§ **What you should do**:
Rescale the records from the line containing "Look at the photo above. For each instance of the glowing" through the end of the records, inclusive, and reproduce only those lines, requests included. Multiply every x and y coordinate in the answers by 1.6, rounding each result to a whole number with halves rounded up.

§ **Data in this exercise**:
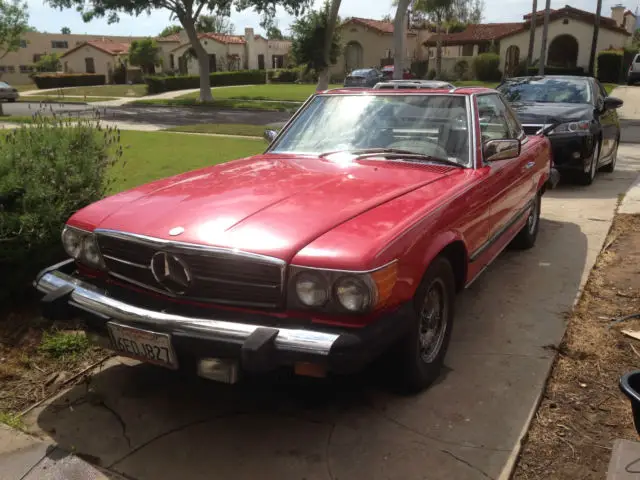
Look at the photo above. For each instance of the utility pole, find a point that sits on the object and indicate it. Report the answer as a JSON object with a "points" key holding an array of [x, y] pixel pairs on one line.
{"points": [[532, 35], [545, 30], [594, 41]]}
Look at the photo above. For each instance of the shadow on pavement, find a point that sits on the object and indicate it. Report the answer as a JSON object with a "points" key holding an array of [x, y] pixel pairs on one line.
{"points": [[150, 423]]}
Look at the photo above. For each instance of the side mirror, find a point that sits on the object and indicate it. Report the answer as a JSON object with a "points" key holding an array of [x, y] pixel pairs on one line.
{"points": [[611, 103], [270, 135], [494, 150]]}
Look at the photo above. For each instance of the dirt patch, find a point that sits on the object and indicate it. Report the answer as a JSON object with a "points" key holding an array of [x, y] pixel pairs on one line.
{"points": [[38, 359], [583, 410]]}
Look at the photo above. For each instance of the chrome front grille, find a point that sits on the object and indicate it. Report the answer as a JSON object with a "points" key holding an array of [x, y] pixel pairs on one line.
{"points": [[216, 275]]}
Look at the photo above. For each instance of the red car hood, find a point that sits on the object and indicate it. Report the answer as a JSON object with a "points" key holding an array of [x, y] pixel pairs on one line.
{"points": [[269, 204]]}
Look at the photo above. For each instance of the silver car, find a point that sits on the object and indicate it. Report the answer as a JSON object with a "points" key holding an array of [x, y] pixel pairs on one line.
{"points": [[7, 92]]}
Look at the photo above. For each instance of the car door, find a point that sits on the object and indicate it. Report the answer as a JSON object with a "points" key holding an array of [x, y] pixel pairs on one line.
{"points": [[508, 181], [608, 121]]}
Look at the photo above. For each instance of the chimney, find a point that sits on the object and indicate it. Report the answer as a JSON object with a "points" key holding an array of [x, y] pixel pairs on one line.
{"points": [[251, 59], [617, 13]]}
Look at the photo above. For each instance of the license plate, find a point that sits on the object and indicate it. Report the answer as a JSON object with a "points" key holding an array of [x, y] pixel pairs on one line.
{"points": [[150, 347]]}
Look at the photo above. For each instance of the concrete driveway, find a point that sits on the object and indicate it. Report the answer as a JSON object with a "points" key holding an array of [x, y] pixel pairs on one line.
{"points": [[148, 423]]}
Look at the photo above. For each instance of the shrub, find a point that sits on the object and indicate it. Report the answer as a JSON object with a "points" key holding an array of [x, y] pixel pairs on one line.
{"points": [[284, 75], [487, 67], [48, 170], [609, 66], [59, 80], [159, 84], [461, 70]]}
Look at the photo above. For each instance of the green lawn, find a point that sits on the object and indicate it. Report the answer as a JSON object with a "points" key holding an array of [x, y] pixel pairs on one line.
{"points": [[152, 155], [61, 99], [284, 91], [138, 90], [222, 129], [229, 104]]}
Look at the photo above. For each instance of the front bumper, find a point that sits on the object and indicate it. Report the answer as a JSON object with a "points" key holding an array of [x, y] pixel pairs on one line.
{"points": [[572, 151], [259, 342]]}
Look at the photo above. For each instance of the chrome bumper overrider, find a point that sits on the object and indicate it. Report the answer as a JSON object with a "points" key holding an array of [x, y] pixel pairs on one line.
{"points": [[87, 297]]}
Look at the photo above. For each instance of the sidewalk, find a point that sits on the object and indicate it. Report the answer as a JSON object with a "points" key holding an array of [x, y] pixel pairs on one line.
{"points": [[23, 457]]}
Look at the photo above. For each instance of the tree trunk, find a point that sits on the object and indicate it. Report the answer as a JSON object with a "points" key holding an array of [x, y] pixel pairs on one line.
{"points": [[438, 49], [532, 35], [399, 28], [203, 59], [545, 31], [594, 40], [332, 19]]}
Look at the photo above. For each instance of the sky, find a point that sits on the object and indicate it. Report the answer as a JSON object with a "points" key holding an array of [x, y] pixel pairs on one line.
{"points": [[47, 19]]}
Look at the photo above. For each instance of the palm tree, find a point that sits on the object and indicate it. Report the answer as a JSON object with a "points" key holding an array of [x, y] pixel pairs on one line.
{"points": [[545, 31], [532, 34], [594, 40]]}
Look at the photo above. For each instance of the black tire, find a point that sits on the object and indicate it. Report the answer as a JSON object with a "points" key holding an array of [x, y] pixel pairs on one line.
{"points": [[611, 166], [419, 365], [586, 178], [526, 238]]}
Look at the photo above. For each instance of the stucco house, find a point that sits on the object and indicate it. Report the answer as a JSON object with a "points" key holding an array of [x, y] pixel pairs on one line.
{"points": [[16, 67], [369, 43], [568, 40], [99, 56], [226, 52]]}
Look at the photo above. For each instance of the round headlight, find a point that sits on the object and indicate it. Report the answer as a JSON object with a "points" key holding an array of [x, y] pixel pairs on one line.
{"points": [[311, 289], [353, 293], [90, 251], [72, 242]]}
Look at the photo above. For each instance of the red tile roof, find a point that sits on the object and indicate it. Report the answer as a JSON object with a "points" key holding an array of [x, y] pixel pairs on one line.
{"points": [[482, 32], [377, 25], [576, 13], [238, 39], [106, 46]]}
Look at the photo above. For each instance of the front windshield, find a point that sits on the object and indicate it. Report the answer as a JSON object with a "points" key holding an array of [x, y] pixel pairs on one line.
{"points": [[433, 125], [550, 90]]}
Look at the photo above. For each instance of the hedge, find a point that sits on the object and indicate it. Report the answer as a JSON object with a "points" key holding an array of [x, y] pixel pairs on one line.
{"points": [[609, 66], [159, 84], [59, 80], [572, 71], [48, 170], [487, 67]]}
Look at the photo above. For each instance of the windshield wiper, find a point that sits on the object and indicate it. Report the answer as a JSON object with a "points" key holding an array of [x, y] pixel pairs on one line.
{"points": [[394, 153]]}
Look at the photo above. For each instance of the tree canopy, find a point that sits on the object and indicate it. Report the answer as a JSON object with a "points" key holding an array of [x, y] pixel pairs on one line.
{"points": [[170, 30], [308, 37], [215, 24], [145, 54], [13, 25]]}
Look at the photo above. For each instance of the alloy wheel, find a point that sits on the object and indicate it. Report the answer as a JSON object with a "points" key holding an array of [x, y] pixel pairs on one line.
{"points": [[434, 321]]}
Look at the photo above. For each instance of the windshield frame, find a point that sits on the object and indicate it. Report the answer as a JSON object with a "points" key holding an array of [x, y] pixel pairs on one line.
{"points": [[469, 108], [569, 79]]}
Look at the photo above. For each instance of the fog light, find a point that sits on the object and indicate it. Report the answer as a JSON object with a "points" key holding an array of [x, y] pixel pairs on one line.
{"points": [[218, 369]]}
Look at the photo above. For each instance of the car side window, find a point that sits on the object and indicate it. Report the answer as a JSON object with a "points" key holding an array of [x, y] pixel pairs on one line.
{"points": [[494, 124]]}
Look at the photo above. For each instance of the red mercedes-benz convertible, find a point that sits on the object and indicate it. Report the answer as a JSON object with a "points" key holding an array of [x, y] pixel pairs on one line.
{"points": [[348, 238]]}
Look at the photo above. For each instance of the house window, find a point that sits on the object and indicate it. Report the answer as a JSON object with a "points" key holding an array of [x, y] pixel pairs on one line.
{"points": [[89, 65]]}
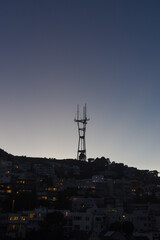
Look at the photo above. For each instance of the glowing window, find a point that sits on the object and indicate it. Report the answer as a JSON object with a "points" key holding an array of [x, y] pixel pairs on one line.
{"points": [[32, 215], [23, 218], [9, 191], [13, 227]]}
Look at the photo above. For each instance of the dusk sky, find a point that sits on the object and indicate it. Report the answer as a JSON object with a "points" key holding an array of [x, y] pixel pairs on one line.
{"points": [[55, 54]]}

§ **The reply**:
Look at the photo above. For each instance of the glowing window, find a point that sits on the object and indicate it. Report the answer as a JSON object with a "points" key holding an array of [x, y] pixel pairs on one line.
{"points": [[51, 344], [37, 349], [14, 306], [21, 363]]}
Look at the photo above. For each instance of the dusk sky, find a point that sits on the object and indicate it. Report the answer as a JSON object with a "points" key holding an array of [x, y] pixel pairs on one line.
{"points": [[88, 86]]}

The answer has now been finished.